Render the records below as a two-column CSV with the header "query" and "boxes", giving one row per record with its text and its answer, each in a single quoted field with line breaks replaced by spaces. Cover every record and leave the pictures out.

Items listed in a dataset
________________________________________
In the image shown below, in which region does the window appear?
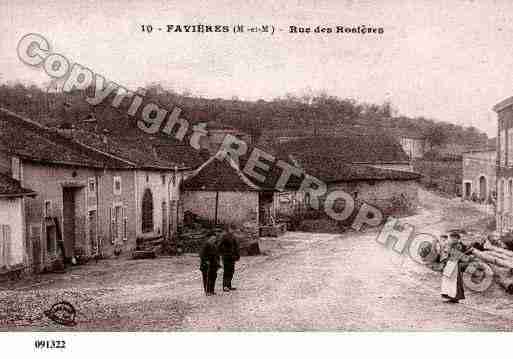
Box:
[508,179,513,214]
[499,131,506,166]
[46,225,57,254]
[114,177,121,196]
[142,188,153,233]
[89,178,96,194]
[507,129,513,166]
[43,201,52,218]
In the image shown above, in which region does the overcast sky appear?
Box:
[0,0,513,136]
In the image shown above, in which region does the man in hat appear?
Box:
[200,234,221,295]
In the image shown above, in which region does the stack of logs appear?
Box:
[472,243,513,294]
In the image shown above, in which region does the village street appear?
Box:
[0,190,513,331]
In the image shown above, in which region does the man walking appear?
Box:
[219,226,240,292]
[200,235,220,295]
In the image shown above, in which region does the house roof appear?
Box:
[182,154,261,192]
[276,134,408,164]
[76,131,206,169]
[0,173,36,197]
[300,156,421,183]
[0,109,131,168]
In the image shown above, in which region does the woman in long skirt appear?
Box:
[441,234,469,303]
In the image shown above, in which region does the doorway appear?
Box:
[465,182,472,199]
[479,176,488,201]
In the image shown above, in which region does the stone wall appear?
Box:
[182,191,258,226]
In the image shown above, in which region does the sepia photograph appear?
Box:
[0,0,513,356]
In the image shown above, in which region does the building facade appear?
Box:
[462,149,497,203]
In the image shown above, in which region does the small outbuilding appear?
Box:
[181,155,273,226]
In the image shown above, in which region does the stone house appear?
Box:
[0,174,35,276]
[275,133,412,171]
[462,149,497,202]
[493,97,513,234]
[181,155,268,227]
[0,111,201,271]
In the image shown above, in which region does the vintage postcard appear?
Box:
[0,0,513,358]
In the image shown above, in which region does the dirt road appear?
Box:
[0,190,513,331]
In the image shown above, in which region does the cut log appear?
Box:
[495,273,513,294]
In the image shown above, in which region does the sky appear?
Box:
[0,0,513,136]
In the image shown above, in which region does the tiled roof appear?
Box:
[0,110,134,168]
[0,173,35,197]
[277,134,408,164]
[182,156,261,192]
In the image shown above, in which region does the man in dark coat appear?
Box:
[200,235,221,295]
[219,227,240,292]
________________________________________
→ **The solution**
query,boxes
"In the image shown below, in which region does the window appear? Box:","[508,179,513,214] [499,131,506,166] [46,225,57,254] [114,177,121,196] [142,188,153,233] [89,178,96,194] [507,129,513,166] [43,201,52,218]"
"In the image shown above, in which region does the overcast sky appear? Box:","[0,0,513,136]"
"In the image shown above, in which region does the man in hat appear? Box:","[200,234,221,295]"
"In the image shown above, in which region does the stack of logs appear? Box:","[472,243,513,294]"
"In the image shown above, in which region does the village street appear? Box:","[0,190,513,331]"
"In the image shown above, in which region does the man walking appear? Box:","[219,226,240,292] [200,235,220,295]"
"In the image shown above, in which region does the house roof appear? Box:","[182,154,261,192] [276,134,408,164] [76,131,206,169] [0,173,36,197] [300,156,421,183] [0,109,131,168]"
"In the image shown above, in which region does the woman in long skirt appear? Box:","[441,234,469,303]"
"In the image shown above, in which region does the doorway appear? Box:","[465,182,472,199] [479,176,488,201]"
"In the image shown above, in which region does the stone wall appear? Box:","[182,191,258,226]"
"In the image shown above, in which region does the sepia photograph appear? Box:","[0,0,513,356]"
"In the image shown above, in which region does the building facade appear? Box:","[462,149,497,203]"
"In the image shown above, in which region does the small outbuilding appear? Box:","[181,155,273,226]"
"In the image shown above, in which region does the stone house appear? Box:","[0,174,35,276] [275,133,412,171] [462,149,497,202] [493,97,513,234] [181,155,268,227] [0,111,201,271]"
"In the image shown above, in which region does the vintage postcard appear? Box:","[0,0,513,358]"
"In the image shown above, in which region does the dirt road appear? Box:","[0,190,513,331]"
"In the image shown above, in which region does the cut log appear? Box:","[495,273,513,294]"
"In the image shown above, in which region does the sky appear? Box:","[0,0,513,136]"
"In the image shown above, in which region does the tiled roof appear? Box:","[0,110,134,168] [0,173,35,197] [277,134,408,164] [182,156,261,192]"
"In the image shown above, in which region does the man in dark coat appear? Box:","[200,235,221,295] [219,227,240,292]"